■ WHAT YOU HAVE TO DO
Transcribe the stretch of entries below from the line with "positive clicks: (35, 188) (17, 181)" through the line with "box: [59, 37, 80, 49]", exactly and with both ends included; leave out all other lines.

[DATASET ENTRIES Boundary: Start]

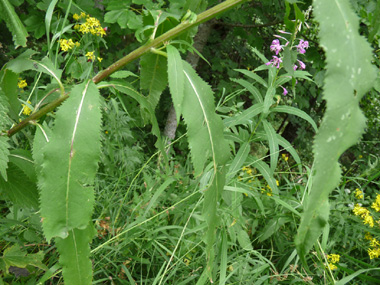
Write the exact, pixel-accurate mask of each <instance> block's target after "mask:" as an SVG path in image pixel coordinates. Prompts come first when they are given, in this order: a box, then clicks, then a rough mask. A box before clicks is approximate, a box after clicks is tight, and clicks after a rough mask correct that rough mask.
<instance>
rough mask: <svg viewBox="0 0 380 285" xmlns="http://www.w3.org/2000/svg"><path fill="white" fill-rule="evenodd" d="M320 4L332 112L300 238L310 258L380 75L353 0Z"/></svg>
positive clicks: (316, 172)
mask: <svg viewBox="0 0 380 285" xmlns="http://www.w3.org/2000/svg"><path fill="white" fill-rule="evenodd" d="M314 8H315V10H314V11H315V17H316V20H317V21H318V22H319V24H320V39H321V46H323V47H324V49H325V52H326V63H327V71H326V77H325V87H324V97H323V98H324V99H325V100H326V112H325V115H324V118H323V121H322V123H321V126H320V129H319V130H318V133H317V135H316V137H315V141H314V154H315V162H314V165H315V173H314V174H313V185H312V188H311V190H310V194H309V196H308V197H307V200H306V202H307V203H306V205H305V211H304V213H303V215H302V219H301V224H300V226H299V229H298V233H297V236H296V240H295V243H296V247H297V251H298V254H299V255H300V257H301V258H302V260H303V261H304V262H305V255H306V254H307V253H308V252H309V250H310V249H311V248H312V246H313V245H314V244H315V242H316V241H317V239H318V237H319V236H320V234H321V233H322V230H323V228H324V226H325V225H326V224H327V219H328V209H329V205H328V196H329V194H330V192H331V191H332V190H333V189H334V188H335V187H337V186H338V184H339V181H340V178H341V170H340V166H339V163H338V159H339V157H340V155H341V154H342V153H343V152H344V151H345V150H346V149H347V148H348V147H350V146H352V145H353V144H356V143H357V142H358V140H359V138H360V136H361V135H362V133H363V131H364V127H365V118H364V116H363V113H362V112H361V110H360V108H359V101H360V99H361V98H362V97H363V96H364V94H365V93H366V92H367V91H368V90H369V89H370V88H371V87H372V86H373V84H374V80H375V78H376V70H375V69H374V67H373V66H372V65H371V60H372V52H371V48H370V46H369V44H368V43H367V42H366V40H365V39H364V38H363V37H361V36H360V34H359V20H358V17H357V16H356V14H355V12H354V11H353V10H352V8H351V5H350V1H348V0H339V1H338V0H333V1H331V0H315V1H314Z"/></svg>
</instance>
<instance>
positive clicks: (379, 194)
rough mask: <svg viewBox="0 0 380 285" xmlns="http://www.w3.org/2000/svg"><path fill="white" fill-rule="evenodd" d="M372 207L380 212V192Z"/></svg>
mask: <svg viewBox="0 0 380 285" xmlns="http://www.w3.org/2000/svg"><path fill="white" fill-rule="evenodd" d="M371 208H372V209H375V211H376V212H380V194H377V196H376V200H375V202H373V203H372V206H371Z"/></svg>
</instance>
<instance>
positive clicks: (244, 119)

[DATASET ENTRIES Boundary: End]
[DATASET ENTRIES Boundary: Start]

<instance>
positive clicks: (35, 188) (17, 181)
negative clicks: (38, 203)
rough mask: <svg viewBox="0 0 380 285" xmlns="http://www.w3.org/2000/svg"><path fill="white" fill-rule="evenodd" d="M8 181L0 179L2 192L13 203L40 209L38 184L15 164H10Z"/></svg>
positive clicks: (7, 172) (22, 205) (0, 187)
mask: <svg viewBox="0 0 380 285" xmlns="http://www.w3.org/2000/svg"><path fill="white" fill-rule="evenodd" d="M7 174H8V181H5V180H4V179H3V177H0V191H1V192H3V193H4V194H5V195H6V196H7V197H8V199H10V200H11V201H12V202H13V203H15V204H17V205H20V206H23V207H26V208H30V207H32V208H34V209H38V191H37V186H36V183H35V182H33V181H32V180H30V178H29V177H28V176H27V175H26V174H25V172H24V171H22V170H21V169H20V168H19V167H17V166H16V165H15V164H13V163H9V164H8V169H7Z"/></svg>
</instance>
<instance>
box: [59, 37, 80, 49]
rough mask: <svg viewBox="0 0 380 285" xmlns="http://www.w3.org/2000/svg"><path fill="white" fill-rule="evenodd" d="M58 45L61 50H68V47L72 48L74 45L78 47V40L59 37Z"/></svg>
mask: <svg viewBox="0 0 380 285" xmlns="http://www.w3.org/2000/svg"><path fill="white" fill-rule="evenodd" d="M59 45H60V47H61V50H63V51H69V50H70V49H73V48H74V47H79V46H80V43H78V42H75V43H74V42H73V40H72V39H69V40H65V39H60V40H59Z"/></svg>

[DATASET ENTRIES Boundary: End]

■ TASK OUTPUT
positive clicks: (35, 188) (17, 181)
negative clicks: (38, 203)
rough mask: <svg viewBox="0 0 380 285" xmlns="http://www.w3.org/2000/svg"><path fill="white" fill-rule="evenodd" d="M8 181L0 179L2 192L13 203L40 209L38 184L15 164H10Z"/></svg>
positive clicks: (7, 172) (22, 205) (0, 187)
mask: <svg viewBox="0 0 380 285" xmlns="http://www.w3.org/2000/svg"><path fill="white" fill-rule="evenodd" d="M7 174H8V181H5V180H4V179H3V177H0V191H1V192H3V193H4V194H5V195H6V196H7V197H8V199H10V200H11V201H12V202H13V203H15V204H17V205H20V206H23V207H26V208H30V207H32V208H34V209H38V191H37V186H36V183H35V182H33V181H32V180H30V178H29V177H28V176H27V175H26V174H25V172H24V171H22V170H21V169H20V168H19V167H17V166H16V165H15V164H13V163H9V164H8V169H7Z"/></svg>
</instance>
<instance>
box: [59, 37, 80, 49]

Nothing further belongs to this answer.